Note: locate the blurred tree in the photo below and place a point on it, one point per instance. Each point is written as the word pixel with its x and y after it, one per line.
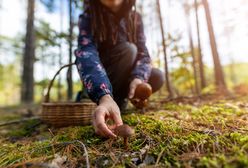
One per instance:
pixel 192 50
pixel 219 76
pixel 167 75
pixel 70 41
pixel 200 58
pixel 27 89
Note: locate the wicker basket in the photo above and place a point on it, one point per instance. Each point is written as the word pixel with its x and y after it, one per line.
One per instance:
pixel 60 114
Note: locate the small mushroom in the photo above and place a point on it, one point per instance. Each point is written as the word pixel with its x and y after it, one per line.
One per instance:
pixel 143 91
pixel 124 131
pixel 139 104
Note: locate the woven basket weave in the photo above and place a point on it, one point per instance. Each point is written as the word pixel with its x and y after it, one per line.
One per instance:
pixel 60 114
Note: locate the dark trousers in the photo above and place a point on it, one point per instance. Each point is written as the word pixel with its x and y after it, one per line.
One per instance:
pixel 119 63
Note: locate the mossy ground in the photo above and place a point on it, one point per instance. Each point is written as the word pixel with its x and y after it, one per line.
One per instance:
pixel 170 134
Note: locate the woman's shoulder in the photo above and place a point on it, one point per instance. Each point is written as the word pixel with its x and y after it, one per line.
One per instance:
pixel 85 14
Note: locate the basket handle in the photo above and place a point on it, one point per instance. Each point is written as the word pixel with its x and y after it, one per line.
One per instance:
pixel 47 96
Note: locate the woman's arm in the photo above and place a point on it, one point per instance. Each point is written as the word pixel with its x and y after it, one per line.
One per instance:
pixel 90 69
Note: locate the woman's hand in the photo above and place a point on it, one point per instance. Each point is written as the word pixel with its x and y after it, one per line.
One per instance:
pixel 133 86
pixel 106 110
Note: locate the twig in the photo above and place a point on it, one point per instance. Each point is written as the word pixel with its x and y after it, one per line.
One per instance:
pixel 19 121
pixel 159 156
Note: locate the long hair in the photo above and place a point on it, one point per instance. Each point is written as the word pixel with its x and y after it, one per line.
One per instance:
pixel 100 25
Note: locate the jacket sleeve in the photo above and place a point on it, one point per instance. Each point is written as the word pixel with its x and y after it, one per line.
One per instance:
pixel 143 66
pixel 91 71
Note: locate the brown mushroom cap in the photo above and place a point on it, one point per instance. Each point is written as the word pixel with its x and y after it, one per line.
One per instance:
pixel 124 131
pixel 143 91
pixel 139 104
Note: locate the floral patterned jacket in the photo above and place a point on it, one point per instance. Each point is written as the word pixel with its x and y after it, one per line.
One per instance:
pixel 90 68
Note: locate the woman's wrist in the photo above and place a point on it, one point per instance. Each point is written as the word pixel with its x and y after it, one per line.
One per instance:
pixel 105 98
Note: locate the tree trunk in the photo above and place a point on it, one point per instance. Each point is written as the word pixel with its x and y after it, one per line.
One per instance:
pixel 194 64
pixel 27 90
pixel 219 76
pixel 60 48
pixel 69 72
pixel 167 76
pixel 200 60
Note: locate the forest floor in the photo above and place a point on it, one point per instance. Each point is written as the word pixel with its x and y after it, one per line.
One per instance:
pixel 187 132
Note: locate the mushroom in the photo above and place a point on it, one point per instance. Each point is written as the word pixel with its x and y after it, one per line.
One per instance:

※ ※ ※

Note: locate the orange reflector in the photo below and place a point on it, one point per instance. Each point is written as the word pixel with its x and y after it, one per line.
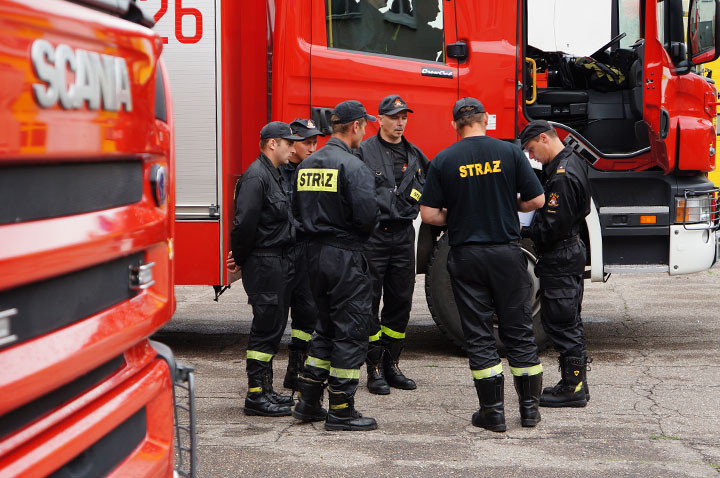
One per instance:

※ ※ ※

■ **Exercise prompt**
Reproduce the part of the entries that opens with the line containing "Note: locate the blurred" and closes with the line containing "pixel 27 89", substituting "image" for "photo" and keeping everything else unchanged. Leave the pictures out of your answer.

■ **Result of this exercise**
Note: locate the blurred tree in the image below and place a point on it, one point per instance. Each point is written as the word pixel with its x and y after it, one per line.
One per instance:
pixel 192 50
pixel 219 76
pixel 167 75
pixel 70 41
pixel 200 58
pixel 27 89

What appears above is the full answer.